Written problem a:
Check each statement against the jambalaya passage and answer yes or no, quoting the words from the passage that decide it: (i) The volunteers made jambalaya for the residents every day. (ii) After the residents complained, the volunteers began cooking a different dish. (iii) The writer heard the story several weeks ago.

Selected passage:
◆ ◆ ◆
So I shall talk about jambalaya.

I was recently told of a time when a hurricane ravaged an already impoverished area, and volunteers came to the devastated residents and made jambalaya for them. Every day they did this, putting aside their own wants and needs in order to help people who needed nourishing meals.

Not too many days had gone by before residents started grumbling.

Couldn't the volunteers provide anything besides jambalaya?  Tomatoes, onions, seafood, sausage, chicken, celery - same old, same old, day after day....wasn't there anything else?

The volunteers heard them, and they responded. They stopped cooking jambalaya. They stopped cooking anything. It seems that maybe a thank you would have been appreciated.

Since hearing this story several days ago, I've been considering my own spiritual "jambalaya." In the midst of physical challenges, God is providing nourishment of the very best kinds. Friends come to visit, people pray for me, gifts arrive in the mail. Bible passages show up just when I need them and they leap right off the page.  Am I paying attention? Have I noticed what small or large nuggets of grace are in my stew today?
◆ ◆ ◆
Data to use:
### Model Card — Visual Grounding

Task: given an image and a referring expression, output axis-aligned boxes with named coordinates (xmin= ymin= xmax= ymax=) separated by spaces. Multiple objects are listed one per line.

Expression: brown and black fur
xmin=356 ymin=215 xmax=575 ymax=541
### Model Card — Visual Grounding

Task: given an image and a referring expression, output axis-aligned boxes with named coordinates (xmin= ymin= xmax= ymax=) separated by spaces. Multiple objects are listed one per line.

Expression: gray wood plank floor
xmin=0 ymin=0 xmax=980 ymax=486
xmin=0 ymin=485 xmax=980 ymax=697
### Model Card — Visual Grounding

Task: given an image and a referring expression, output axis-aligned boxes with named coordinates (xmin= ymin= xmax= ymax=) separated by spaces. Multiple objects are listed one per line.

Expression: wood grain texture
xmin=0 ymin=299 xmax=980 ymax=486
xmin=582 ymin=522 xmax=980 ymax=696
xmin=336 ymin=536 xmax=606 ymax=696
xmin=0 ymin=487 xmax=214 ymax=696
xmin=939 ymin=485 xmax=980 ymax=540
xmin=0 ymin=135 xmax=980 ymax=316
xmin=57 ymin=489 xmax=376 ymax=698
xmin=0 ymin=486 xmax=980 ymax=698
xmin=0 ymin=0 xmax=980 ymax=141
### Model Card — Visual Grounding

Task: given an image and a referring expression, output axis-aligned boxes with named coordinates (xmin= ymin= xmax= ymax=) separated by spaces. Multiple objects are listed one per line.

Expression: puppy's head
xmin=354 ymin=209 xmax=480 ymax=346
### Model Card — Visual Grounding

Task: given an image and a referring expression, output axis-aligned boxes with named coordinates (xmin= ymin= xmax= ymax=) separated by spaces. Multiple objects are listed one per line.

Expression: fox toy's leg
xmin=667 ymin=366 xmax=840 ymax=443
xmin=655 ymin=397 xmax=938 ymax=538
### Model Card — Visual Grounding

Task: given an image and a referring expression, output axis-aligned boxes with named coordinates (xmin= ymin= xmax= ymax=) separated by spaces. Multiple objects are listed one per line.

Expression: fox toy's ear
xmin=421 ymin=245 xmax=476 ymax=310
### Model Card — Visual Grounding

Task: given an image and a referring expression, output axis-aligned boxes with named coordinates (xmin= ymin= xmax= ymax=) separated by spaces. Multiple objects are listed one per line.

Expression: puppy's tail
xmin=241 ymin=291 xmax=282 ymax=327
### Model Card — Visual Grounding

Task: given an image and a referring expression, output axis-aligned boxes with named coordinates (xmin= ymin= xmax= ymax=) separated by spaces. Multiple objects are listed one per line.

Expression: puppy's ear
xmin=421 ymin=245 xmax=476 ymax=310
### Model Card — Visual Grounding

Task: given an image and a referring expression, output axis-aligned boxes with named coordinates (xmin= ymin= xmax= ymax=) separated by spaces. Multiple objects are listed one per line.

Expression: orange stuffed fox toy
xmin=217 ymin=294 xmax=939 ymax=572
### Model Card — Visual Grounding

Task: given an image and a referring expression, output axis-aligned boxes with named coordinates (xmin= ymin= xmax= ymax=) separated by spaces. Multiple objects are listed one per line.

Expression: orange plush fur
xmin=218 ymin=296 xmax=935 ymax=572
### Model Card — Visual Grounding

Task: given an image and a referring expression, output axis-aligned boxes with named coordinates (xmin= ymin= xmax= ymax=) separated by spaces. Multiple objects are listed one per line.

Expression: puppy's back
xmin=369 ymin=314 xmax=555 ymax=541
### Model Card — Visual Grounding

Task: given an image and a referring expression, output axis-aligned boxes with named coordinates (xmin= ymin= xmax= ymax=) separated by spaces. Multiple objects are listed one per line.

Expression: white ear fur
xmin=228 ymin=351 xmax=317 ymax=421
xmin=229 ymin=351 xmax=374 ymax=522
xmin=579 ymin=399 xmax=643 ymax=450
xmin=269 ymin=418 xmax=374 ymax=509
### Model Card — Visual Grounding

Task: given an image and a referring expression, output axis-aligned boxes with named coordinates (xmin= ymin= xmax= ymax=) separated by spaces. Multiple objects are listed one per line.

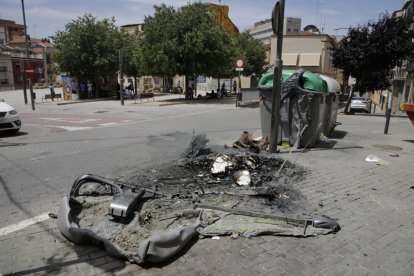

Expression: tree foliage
xmin=142 ymin=2 xmax=265 ymax=77
xmin=330 ymin=14 xmax=414 ymax=94
xmin=52 ymin=14 xmax=123 ymax=93
xmin=233 ymin=31 xmax=266 ymax=76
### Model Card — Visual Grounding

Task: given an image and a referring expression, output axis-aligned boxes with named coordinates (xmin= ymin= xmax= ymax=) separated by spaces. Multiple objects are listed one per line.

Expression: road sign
xmin=236 ymin=59 xmax=244 ymax=68
xmin=25 ymin=66 xmax=34 ymax=75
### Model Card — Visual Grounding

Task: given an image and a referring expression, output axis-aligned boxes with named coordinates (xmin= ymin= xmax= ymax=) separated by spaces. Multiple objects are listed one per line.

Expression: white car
xmin=350 ymin=97 xmax=371 ymax=113
xmin=0 ymin=99 xmax=22 ymax=133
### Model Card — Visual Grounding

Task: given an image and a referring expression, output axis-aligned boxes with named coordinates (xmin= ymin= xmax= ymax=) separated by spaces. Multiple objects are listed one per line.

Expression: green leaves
xmin=330 ymin=14 xmax=414 ymax=93
xmin=53 ymin=14 xmax=123 ymax=87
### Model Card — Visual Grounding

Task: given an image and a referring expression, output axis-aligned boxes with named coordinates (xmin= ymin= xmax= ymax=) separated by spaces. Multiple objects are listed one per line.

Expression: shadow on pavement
xmin=159 ymin=96 xmax=236 ymax=106
xmin=329 ymin=130 xmax=348 ymax=139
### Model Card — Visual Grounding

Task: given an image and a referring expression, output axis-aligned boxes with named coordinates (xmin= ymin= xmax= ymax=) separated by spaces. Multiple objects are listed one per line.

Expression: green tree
xmin=142 ymin=2 xmax=235 ymax=84
xmin=330 ymin=14 xmax=414 ymax=112
xmin=232 ymin=31 xmax=266 ymax=76
xmin=52 ymin=14 xmax=123 ymax=96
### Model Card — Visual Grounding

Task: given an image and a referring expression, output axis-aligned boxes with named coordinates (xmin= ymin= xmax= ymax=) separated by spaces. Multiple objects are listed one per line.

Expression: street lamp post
xmin=119 ymin=49 xmax=124 ymax=106
xmin=269 ymin=0 xmax=285 ymax=153
xmin=22 ymin=0 xmax=35 ymax=110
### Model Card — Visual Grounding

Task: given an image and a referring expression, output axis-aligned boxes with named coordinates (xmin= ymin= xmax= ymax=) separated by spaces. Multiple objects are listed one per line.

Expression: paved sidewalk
xmin=0 ymin=109 xmax=414 ymax=275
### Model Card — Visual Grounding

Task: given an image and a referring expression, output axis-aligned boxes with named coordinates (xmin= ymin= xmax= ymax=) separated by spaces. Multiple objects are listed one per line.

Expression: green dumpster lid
xmin=259 ymin=70 xmax=329 ymax=93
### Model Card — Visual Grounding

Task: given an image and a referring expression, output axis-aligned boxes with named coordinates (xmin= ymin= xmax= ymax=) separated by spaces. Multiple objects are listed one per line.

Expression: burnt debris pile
xmin=57 ymin=135 xmax=339 ymax=264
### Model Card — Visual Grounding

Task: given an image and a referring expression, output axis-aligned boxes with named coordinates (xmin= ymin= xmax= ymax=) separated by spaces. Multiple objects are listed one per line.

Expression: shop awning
xmin=299 ymin=53 xmax=321 ymax=66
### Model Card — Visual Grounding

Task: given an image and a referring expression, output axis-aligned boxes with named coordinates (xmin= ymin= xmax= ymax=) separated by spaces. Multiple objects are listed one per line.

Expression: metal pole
xmin=269 ymin=0 xmax=285 ymax=153
xmin=119 ymin=49 xmax=124 ymax=105
xmin=22 ymin=0 xmax=35 ymax=110
xmin=384 ymin=91 xmax=392 ymax=134
xmin=22 ymin=0 xmax=29 ymax=104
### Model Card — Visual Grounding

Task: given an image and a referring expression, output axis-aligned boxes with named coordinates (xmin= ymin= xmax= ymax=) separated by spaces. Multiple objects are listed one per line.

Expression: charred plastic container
xmin=259 ymin=70 xmax=328 ymax=147
xmin=320 ymin=75 xmax=341 ymax=136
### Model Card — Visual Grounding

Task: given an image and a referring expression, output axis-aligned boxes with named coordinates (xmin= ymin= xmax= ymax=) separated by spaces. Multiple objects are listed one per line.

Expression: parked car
xmin=350 ymin=97 xmax=371 ymax=113
xmin=0 ymin=99 xmax=22 ymax=133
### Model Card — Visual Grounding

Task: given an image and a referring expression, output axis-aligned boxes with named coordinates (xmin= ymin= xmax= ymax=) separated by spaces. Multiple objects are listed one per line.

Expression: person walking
xmin=49 ymin=83 xmax=55 ymax=102
xmin=86 ymin=81 xmax=92 ymax=99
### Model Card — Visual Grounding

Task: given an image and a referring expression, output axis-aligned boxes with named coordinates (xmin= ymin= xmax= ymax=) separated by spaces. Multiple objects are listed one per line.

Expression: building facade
xmin=0 ymin=19 xmax=24 ymax=45
xmin=248 ymin=17 xmax=302 ymax=45
xmin=0 ymin=19 xmax=56 ymax=90
xmin=270 ymin=32 xmax=342 ymax=80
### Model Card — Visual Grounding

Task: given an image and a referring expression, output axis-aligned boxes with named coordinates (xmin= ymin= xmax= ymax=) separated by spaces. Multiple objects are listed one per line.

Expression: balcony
xmin=3 ymin=52 xmax=43 ymax=60
xmin=392 ymin=67 xmax=408 ymax=81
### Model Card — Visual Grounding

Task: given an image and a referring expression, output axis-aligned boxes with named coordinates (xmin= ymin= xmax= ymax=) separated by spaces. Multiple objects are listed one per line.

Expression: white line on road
xmin=0 ymin=212 xmax=50 ymax=237
xmin=44 ymin=125 xmax=92 ymax=131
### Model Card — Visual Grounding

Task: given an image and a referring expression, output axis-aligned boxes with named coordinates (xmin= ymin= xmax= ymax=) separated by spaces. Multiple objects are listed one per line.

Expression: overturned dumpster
xmin=57 ymin=135 xmax=340 ymax=264
xmin=259 ymin=70 xmax=338 ymax=148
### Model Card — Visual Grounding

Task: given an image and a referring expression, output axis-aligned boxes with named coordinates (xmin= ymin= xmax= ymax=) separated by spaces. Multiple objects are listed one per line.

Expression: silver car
xmin=350 ymin=97 xmax=371 ymax=113
xmin=0 ymin=99 xmax=22 ymax=133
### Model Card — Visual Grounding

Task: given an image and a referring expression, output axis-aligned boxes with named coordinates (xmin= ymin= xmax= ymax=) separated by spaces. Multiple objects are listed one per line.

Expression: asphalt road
xmin=0 ymin=92 xmax=414 ymax=275
xmin=0 ymin=95 xmax=260 ymax=227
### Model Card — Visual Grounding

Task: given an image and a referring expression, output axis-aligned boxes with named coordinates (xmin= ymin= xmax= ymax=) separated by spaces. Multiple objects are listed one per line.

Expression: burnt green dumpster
xmin=259 ymin=70 xmax=328 ymax=148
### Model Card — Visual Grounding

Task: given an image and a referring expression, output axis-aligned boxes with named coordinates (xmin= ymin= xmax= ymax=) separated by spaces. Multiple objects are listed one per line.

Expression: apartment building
xmin=0 ymin=19 xmax=24 ymax=45
xmin=248 ymin=17 xmax=302 ymax=45
xmin=0 ymin=19 xmax=56 ymax=90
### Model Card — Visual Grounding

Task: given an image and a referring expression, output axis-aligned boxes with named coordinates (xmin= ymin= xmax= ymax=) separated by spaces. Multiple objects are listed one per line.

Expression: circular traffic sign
xmin=236 ymin=59 xmax=243 ymax=68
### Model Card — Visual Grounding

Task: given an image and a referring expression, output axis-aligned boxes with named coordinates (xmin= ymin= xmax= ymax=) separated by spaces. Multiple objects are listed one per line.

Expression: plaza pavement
xmin=0 ymin=89 xmax=414 ymax=275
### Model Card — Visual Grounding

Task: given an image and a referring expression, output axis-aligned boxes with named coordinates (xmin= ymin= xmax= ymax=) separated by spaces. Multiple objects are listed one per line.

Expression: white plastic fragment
xmin=234 ymin=170 xmax=252 ymax=186
xmin=365 ymin=154 xmax=391 ymax=166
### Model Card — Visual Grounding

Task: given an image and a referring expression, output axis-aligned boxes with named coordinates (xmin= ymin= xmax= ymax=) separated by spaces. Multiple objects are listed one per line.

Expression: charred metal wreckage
xmin=52 ymin=135 xmax=340 ymax=264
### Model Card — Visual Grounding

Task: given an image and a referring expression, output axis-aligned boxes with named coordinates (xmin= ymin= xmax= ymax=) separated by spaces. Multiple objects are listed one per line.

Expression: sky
xmin=0 ymin=0 xmax=404 ymax=38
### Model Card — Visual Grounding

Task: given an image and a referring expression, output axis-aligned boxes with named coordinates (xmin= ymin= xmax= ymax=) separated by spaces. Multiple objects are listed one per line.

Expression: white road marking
xmin=40 ymin=117 xmax=102 ymax=124
xmin=0 ymin=212 xmax=50 ymax=237
xmin=45 ymin=125 xmax=92 ymax=131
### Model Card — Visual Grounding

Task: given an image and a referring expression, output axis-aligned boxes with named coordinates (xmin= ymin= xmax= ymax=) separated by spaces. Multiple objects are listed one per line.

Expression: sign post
xmin=269 ymin=0 xmax=285 ymax=153
xmin=24 ymin=65 xmax=36 ymax=110
xmin=22 ymin=0 xmax=35 ymax=110
xmin=236 ymin=59 xmax=244 ymax=107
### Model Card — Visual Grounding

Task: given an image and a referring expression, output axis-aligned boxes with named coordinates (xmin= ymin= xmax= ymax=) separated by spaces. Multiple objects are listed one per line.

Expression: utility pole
xmin=119 ymin=49 xmax=124 ymax=106
xmin=20 ymin=0 xmax=29 ymax=104
xmin=269 ymin=0 xmax=285 ymax=153
xmin=384 ymin=90 xmax=394 ymax=134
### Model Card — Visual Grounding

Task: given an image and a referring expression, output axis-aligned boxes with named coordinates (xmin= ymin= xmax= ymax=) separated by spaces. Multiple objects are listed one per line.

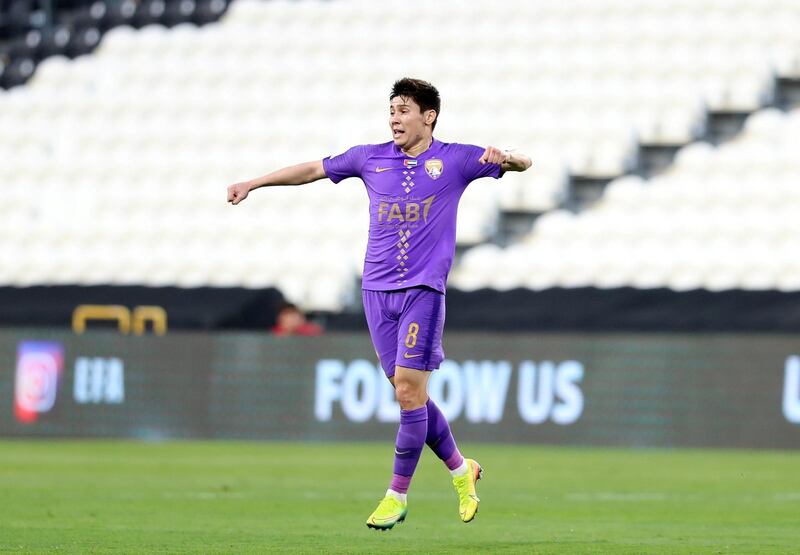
◆ ◆ ◆
Written problem b:
Return the records word for word, from their first line through the line that contains "xmin=0 ymin=485 xmax=980 ymax=697", with both of those lines included.

Written reply a:
(i) Yes: "Every day they did this"
(ii) No: "They stopped cooking jambalaya. They stopped cooking anything."
(iii) No: "Since hearing this story several days ago"

Written reply b:
### Model Card — Visual Grounding

Task: given an image and a referring expression, output axis-aligned boxes with named coordinates (xmin= ymin= xmax= ymax=) separated by spaces. Multiple objects are listed one per line.

Expression: brown and black fur
xmin=356 ymin=215 xmax=575 ymax=541
### Model Card — Visual Grounding

Task: given an image and a referring expression, output axis-aligned boxes with named coordinates (xmin= ymin= xmax= ymax=) separated by spaces. Multiple objects are listed one per line.

Expression: gray wood plank floor
xmin=0 ymin=0 xmax=980 ymax=486
xmin=0 ymin=485 xmax=980 ymax=697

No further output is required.